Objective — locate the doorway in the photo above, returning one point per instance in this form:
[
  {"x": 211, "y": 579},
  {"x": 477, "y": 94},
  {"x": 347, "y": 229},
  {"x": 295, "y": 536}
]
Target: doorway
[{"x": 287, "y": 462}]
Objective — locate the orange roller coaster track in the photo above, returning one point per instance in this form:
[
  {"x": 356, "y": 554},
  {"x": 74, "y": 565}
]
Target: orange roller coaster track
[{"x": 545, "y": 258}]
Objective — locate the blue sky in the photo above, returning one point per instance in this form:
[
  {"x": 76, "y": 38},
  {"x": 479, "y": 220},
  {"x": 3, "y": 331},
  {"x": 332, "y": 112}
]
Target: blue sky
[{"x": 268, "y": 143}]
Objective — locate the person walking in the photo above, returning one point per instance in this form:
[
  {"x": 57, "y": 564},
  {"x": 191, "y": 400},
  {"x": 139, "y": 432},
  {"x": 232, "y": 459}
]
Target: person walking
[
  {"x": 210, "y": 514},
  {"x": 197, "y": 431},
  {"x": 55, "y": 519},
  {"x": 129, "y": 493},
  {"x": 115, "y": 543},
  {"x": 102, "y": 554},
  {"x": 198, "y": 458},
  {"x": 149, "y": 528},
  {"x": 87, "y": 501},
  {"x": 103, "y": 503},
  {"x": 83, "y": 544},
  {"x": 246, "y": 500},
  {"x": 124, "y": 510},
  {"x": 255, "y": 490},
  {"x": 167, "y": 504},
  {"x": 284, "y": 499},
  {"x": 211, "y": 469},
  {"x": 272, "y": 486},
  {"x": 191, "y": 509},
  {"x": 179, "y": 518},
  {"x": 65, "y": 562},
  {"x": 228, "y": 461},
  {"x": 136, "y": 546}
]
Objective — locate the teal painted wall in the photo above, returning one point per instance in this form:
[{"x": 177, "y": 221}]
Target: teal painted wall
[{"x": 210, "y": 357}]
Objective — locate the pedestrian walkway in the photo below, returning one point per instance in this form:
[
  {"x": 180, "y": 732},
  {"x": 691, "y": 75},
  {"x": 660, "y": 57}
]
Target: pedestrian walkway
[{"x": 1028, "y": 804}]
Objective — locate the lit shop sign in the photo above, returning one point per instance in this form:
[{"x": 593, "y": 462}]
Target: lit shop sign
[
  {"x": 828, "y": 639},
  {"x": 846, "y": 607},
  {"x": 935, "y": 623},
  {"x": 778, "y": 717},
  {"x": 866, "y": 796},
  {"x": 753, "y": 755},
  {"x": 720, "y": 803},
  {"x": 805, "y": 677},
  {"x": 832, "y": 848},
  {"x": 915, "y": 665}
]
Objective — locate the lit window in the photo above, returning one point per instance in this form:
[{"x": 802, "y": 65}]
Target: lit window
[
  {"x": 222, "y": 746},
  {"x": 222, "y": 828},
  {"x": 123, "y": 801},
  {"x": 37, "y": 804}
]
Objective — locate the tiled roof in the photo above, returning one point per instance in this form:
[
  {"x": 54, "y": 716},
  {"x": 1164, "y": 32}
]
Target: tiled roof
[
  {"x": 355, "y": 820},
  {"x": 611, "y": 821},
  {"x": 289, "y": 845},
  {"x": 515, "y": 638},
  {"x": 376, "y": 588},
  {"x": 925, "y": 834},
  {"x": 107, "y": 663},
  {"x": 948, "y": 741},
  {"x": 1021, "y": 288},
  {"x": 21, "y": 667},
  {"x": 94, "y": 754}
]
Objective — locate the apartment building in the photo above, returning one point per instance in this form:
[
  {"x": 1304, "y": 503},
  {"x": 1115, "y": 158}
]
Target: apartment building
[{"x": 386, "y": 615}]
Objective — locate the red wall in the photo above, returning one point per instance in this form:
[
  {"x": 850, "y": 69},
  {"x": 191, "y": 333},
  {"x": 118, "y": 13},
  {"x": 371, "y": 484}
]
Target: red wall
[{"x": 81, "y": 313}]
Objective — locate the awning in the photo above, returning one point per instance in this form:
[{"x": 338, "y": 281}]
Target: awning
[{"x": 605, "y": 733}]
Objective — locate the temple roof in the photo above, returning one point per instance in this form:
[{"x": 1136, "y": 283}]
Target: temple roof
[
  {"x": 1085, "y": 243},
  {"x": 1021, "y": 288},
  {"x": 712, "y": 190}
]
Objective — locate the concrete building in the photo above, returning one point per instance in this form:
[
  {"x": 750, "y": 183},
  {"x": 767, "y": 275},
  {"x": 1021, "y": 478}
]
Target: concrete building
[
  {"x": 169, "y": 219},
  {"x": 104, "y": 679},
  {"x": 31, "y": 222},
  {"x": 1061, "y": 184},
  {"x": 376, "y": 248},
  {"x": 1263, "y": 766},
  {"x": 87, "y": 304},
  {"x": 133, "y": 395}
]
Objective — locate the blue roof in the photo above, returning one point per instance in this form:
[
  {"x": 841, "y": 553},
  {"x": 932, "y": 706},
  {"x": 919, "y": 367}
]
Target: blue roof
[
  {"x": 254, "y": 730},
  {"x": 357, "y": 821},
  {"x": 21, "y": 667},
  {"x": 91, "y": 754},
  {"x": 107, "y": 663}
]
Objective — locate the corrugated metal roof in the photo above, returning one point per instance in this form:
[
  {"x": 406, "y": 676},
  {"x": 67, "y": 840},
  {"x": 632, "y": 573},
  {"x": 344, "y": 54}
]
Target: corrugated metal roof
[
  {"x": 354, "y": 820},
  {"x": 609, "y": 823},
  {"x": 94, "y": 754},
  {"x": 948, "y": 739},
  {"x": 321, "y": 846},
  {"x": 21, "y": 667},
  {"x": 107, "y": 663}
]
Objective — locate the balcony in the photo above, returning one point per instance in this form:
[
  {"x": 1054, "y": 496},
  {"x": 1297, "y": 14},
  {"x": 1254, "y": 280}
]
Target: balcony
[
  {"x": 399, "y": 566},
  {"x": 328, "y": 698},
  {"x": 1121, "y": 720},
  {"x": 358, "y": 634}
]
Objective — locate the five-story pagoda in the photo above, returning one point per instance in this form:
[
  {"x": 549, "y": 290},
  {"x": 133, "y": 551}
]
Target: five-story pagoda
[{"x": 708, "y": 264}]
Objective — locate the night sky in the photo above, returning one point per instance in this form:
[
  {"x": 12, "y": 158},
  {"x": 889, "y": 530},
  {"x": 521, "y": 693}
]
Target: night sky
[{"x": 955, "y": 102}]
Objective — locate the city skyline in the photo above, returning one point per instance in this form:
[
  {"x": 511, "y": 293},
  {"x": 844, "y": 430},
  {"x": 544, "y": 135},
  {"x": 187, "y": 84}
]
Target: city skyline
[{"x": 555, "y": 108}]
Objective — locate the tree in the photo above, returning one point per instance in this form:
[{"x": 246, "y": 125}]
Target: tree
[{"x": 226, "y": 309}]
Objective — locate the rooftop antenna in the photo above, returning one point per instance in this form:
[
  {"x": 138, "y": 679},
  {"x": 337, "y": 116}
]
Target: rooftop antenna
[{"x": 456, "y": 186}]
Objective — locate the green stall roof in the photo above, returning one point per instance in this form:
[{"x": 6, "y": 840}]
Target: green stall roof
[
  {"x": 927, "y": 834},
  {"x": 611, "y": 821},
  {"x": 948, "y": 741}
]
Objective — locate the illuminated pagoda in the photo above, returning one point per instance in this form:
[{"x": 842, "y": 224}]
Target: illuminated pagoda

**Your task**
Considering only lines of the records that hold the string "illuminated", state how many there are and nothing else.

**Solution**
2